What is needed> Pick out every line in the listing below that contains the word "woman", and copy each of those lines.

Bounding-box records:
═══

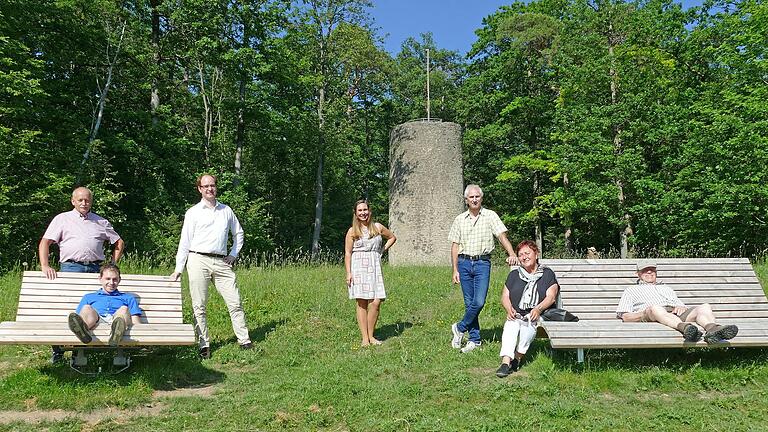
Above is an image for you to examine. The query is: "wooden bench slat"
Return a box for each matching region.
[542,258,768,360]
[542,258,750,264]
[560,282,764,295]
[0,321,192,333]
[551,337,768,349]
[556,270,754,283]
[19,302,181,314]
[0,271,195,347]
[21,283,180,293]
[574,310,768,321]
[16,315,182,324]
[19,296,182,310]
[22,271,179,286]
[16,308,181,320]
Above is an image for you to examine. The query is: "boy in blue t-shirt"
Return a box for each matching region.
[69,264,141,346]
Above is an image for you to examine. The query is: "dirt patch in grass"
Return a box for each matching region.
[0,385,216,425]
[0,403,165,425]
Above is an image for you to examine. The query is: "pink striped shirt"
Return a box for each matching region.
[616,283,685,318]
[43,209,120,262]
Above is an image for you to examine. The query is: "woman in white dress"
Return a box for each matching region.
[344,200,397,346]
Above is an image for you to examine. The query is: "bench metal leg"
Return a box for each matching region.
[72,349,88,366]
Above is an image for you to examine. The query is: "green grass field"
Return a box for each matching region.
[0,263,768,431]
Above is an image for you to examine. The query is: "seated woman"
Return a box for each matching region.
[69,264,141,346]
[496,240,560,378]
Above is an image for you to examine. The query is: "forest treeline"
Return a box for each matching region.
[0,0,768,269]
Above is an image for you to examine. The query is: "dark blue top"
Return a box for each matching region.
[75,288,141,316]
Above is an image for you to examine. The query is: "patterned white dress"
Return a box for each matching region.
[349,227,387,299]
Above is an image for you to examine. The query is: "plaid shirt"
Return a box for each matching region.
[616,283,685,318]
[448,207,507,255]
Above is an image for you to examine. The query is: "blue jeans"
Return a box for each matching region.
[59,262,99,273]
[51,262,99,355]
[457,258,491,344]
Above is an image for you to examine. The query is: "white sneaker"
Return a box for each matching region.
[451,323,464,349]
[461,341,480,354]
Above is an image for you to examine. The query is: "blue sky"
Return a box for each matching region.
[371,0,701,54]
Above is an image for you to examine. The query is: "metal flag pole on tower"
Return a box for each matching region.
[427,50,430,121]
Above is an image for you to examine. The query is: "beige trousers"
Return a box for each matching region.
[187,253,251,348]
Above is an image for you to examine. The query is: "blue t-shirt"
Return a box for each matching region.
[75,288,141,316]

═══

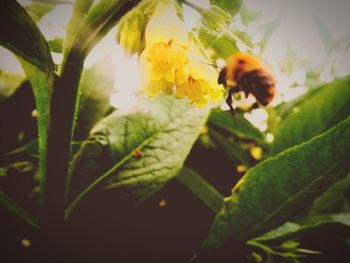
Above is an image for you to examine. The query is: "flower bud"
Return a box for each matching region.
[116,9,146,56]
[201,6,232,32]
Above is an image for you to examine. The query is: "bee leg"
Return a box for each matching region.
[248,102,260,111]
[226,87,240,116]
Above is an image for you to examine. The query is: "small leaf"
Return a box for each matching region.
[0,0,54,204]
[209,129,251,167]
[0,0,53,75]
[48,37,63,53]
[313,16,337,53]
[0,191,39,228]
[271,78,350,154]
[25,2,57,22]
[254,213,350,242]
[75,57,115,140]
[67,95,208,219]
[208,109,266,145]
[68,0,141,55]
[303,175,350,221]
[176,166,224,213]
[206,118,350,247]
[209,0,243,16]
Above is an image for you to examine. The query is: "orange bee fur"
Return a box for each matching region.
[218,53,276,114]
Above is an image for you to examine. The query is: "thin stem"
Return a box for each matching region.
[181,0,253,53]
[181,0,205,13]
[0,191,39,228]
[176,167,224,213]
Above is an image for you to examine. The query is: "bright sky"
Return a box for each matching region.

═══

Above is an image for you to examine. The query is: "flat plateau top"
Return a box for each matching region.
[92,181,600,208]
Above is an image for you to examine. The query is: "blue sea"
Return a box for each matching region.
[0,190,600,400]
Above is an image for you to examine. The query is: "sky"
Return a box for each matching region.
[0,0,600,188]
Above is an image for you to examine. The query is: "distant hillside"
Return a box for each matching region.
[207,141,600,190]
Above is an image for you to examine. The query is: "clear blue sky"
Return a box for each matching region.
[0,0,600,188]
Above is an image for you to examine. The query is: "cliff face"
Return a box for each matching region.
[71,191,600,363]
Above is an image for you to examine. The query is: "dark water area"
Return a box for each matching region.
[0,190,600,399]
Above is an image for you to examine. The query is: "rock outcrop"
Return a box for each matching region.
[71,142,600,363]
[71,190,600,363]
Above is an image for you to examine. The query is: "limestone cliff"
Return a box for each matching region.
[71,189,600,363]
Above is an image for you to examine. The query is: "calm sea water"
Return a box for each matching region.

═══

Answer to the exercise>
Above is an image for you to examine. The query is: "woman in white dress"
Above is an image for you to examine. The query is: "seated woman"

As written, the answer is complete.